* INSTRUCTION 1 *
In the text on statistical stylistics, roughly how many words long should each selected passage be?
* INSTRUCTION 2 *
Resume the text on statistical stylistics, picking up right after its final sentence.

* TEXT PROVIDED *
◇ ◇ ◇

Projects in Statistical Stylistics

         Teachers who have the time might want to have their students, either individually or in small groups, do a project in statistical stylistics. Each individual (or group) should select at least three or four passages (approximately 250 words long) from one specific newspaper, magazine, journal, or book. The students should analyze these passages for words per main clause and for subordinate clauses per main clause, and then calculate the averages for their chosen publication. Brief written reports on the results can be shared with the class. The students can then be asked to study the results and write an essay on what they found. What they will find, in all probability, is that there are differences in the numbers, differences that reflect, among other things, writing aimed at different audiences.

Style

        In addition to sentence-combining and de-combining exercises to increase the flexibility of students' writing, teachers might want to rewrite short literary passages, changing the clause structure. Then give students both versions, and ask them which was the original, and, of course, why. The following, for example, are two versions of the same passage from Dickens:

        Although it was the best of times, it was also the worst of times. It was the age of wisdom, while it was the age of foolishness. It was the epoch of belief, but it was simultaneously the epoch of incredulity. It was the season of Light, while being the season of Darkness. It was the spring of hope and the winter of despair. Although we had everything before us, we had nothing before us. We were all going direct to Heaven. We were all going direct the other way. Iin short, the period was like the present period. Some of its noisiest authorities insisted on its being received, for good or for evil, in the superlative degree of comparison only.
*****
        It was the best of times, it was the worst of times, it was the age of wisdom, it was the age of foolishness, it was the epoch of belief, it was the epoch of incredulity, it was the season of Light, it was the season of Darkness, it was the spring of hope, it was the winter of despair, we had everything before us, we had nothing before us, we were all going direct to Heaven, we were all going direct the other way--in short, the period was so far like the present period, that some of its noisiest authorities insisted on its being received, for good or for evil, in the superlative degree of comparison only.

◇ ◇ ◇

* ROWS *
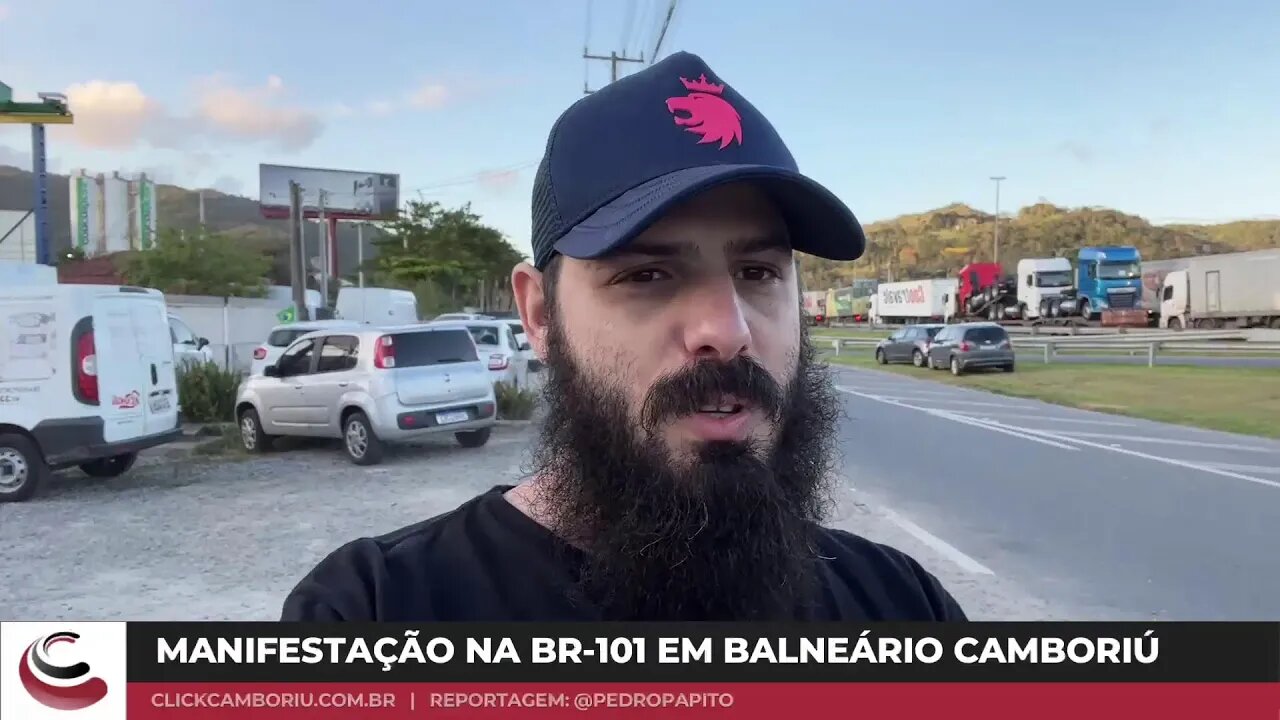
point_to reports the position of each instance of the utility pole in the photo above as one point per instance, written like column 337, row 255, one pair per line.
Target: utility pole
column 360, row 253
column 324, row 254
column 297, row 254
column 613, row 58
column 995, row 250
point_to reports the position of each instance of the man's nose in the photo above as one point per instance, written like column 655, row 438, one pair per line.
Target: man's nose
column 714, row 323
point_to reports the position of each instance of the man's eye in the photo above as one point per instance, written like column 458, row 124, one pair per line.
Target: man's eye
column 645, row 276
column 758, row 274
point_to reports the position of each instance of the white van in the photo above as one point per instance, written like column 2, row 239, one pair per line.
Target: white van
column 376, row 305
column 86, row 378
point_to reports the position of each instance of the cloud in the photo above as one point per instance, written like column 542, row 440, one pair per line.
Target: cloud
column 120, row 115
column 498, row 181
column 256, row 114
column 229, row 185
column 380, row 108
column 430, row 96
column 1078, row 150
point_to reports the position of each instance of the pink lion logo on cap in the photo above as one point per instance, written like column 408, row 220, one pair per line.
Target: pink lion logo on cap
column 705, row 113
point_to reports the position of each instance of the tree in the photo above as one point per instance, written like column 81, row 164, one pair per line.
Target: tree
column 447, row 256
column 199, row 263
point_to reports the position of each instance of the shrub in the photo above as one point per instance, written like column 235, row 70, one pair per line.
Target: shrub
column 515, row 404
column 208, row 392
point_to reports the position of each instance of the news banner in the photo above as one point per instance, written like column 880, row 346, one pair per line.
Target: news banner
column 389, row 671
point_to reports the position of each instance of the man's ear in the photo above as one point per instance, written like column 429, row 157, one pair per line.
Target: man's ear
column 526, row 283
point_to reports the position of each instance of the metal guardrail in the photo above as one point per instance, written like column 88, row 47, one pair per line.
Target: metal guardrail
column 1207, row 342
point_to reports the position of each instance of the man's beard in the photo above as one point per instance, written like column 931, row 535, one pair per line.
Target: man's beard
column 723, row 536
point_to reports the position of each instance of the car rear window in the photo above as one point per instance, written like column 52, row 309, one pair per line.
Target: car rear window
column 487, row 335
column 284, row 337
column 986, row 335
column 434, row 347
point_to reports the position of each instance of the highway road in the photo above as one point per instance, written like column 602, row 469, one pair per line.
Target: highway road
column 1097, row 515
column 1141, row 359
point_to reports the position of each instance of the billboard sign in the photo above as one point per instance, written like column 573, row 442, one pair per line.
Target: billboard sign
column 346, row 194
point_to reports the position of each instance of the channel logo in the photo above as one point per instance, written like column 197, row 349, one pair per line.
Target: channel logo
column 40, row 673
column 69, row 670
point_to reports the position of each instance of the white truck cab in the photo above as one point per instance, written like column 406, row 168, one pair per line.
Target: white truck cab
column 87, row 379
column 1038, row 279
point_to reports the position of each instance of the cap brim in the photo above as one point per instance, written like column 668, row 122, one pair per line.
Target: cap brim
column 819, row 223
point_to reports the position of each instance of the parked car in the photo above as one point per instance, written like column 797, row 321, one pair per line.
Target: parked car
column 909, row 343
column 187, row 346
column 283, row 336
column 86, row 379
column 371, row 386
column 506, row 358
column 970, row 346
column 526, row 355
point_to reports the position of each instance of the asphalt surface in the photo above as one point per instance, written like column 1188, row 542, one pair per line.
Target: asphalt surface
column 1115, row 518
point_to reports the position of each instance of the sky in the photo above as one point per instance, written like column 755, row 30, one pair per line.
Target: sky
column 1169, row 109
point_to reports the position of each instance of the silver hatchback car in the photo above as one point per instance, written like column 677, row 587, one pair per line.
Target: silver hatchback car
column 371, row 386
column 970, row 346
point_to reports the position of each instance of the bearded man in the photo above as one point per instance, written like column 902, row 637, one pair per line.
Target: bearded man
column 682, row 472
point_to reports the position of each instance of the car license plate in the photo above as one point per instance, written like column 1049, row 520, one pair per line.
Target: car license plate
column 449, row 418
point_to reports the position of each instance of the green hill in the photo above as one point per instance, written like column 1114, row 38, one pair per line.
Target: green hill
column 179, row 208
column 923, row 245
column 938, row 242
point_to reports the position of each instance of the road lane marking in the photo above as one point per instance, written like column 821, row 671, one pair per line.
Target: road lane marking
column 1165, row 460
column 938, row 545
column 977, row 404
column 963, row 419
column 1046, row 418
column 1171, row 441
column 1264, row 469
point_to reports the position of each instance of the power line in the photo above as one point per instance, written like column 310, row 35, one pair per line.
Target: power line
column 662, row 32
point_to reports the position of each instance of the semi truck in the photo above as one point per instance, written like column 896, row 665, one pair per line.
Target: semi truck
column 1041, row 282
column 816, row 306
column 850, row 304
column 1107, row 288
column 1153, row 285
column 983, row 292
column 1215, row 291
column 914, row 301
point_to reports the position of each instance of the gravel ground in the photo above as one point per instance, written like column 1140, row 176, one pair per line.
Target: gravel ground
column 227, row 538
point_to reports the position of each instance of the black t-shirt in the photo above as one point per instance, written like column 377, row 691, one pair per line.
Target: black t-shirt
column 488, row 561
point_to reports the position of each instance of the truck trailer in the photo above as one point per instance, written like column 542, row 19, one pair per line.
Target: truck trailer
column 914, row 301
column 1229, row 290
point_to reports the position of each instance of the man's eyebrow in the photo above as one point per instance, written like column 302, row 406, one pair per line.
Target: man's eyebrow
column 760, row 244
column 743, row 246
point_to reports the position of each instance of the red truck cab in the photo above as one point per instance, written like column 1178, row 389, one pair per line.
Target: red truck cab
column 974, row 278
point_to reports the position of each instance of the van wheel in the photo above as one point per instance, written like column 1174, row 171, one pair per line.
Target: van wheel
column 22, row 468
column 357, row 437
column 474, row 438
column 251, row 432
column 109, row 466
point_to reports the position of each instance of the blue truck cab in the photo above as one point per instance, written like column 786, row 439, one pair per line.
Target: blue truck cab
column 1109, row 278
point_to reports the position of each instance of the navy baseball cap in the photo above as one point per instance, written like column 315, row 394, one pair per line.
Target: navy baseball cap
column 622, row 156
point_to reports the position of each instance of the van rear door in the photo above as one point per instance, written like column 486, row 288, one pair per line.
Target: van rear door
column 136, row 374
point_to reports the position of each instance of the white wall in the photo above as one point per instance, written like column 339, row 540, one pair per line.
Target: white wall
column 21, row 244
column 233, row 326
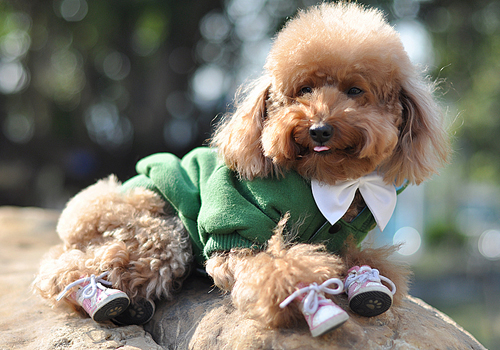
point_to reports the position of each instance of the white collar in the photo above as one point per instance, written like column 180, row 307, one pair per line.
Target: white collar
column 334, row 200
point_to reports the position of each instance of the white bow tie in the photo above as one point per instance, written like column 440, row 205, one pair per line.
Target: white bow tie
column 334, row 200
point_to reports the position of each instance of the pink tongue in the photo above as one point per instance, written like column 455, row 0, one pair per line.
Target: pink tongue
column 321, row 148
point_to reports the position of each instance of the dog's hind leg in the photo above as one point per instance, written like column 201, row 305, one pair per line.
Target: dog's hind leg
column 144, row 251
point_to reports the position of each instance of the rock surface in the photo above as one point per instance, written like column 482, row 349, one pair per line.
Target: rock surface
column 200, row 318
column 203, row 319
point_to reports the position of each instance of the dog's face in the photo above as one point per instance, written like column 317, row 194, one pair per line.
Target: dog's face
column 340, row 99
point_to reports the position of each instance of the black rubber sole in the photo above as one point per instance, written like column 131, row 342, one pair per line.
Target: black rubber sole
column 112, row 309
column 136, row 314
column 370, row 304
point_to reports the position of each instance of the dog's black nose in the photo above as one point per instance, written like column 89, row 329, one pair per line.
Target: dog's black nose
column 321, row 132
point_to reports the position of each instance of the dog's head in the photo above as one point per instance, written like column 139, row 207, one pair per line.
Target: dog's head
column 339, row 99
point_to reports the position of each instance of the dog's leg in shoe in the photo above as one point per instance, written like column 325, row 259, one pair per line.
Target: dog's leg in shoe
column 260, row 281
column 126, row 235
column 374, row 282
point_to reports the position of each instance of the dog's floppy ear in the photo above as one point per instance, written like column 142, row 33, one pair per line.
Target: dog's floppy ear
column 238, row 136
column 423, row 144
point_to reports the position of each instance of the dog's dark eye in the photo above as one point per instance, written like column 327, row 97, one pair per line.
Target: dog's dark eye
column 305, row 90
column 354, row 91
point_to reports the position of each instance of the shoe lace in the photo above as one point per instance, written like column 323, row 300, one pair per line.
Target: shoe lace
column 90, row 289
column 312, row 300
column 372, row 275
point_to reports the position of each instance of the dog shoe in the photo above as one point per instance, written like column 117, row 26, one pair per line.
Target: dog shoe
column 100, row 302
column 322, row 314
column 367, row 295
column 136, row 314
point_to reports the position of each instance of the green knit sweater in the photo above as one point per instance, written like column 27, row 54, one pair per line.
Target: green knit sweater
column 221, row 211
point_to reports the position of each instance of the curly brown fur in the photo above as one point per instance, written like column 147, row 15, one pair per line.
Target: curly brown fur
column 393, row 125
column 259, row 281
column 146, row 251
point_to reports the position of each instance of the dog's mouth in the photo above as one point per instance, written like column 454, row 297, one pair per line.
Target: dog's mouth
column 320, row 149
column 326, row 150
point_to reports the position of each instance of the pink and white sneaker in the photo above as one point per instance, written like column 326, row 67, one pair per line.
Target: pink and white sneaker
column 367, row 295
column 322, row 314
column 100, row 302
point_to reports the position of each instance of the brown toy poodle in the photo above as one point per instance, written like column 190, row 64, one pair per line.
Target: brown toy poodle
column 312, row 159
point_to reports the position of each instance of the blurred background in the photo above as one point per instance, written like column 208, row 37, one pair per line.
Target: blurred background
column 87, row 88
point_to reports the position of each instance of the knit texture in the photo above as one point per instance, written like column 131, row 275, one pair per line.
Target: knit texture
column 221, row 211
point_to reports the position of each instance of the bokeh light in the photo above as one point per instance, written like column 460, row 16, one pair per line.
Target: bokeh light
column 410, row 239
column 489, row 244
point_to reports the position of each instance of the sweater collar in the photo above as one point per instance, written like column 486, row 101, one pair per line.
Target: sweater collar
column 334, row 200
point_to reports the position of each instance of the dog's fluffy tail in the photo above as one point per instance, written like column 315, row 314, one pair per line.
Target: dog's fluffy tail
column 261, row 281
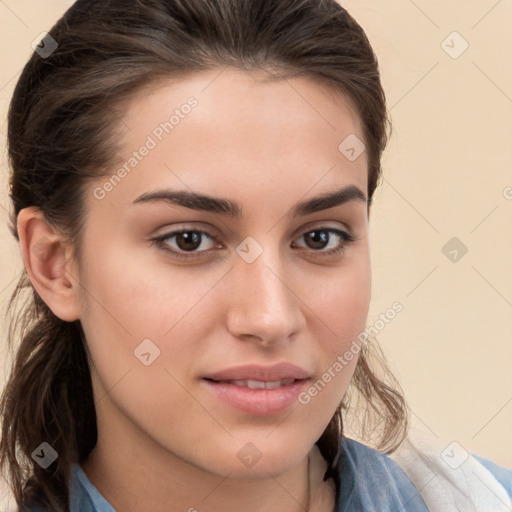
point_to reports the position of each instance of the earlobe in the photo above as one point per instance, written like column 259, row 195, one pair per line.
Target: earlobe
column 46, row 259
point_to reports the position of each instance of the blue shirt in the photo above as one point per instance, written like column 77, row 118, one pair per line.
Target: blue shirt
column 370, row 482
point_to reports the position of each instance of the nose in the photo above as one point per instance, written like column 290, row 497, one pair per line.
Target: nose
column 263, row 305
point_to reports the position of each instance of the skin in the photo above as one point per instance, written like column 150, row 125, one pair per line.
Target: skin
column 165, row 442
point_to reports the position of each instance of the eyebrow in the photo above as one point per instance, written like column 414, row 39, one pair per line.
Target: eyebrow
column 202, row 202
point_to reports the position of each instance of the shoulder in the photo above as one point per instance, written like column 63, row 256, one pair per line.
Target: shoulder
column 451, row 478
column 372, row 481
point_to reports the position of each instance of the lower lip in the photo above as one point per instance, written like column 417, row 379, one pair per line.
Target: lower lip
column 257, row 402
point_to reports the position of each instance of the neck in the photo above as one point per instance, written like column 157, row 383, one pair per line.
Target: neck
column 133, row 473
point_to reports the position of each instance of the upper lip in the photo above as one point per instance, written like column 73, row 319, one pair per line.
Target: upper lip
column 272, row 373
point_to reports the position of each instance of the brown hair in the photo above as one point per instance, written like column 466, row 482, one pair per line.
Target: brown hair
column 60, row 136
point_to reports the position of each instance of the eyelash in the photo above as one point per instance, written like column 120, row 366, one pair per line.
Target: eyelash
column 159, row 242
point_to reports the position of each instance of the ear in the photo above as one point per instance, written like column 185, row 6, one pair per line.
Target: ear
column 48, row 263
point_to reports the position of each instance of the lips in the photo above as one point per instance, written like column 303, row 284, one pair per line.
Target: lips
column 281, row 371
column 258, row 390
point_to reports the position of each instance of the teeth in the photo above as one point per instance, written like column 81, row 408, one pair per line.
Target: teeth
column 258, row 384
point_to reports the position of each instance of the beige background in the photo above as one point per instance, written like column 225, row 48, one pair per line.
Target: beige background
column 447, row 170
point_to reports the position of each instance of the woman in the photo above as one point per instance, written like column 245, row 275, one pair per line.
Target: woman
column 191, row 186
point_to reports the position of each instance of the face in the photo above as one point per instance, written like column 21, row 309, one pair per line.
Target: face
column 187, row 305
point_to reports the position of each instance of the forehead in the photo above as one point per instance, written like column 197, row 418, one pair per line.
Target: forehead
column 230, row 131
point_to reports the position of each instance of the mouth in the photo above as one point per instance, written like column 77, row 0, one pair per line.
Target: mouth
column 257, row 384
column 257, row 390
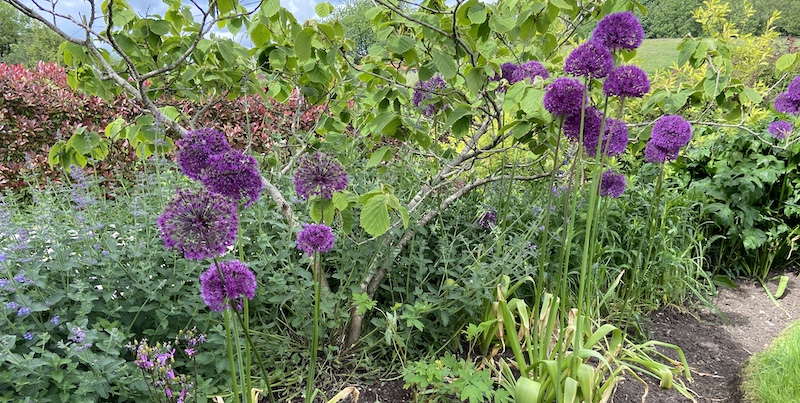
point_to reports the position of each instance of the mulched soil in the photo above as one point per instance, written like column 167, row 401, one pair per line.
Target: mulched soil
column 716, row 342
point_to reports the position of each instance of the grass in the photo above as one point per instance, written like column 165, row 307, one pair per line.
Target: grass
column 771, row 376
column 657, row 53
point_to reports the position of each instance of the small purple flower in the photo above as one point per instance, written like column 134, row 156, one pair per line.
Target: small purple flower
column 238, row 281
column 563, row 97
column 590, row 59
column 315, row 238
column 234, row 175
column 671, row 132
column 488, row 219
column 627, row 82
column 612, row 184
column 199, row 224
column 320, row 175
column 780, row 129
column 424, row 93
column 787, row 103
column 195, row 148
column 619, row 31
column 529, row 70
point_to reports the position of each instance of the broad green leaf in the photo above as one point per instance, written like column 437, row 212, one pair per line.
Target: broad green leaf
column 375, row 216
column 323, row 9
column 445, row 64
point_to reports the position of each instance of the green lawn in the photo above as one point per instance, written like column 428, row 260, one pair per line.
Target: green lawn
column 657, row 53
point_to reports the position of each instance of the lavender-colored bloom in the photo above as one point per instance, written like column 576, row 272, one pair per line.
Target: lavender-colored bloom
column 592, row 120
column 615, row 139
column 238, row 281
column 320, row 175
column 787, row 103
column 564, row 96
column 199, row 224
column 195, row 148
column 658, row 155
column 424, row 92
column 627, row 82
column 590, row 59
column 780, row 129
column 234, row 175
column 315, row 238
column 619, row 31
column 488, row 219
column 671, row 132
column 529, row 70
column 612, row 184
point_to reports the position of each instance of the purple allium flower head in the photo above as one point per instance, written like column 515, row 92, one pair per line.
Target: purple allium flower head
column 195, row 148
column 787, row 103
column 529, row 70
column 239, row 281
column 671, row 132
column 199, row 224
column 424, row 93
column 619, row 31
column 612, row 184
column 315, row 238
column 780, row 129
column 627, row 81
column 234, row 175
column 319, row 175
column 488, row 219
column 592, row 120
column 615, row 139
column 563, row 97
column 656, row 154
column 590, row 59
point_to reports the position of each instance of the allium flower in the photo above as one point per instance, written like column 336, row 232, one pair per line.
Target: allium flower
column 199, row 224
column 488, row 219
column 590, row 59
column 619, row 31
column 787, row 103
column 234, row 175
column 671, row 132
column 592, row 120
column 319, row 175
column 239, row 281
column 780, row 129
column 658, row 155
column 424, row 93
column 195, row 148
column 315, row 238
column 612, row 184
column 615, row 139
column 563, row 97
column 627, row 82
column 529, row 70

◇ ◇ ◇

* ANSWER 1 *
Approximately 250 words.

* ANSWER 2 *
Among other things, the first version eliminates the comma-splices, but it also eliminates the sense of haste (no stopping) that those splices provide. The first version also destroys the sense of balance created by Dickens' main clauses. I would suggest, for example, that the equal balance of Dickens' "we had everything before us, we had nothing before us" turns into an emphasis on "nothing" in "Although we had everything before us, we had nothing before us." The sense of controlled disorder, established by the parallel main clauses in the original, has, in my revision, turned into simple disorder.

Logic

        Hume's logical categories (identification, extension, and cause/effect), explained in Chapter Ten, can be integrated with sentence-combining activities to show students how to revise sentences to make the syntax support their meaning. To create such exercises, I take sentences from my students' papers. One of the sentences I have used is:

They were watching the football game, and they forgot to feed the baby.
The answers suggested below are the most probable, but students may come up with additional acceptable variations. Although students should probably do the exercise first on their own, the most important part is the class discussion which leads students to see that the two ideas expressed in the compound main clause can be logically connected in a number of different ways and styles. Note that none of  the revisions is intrinsically better than the original -- unless it better conveys the meaning and style that the writer wishes to express.

Combining as Main Clauses with a Colon or Semicolon

A student wrote, "They were watching the football game, they forgot to feed the baby."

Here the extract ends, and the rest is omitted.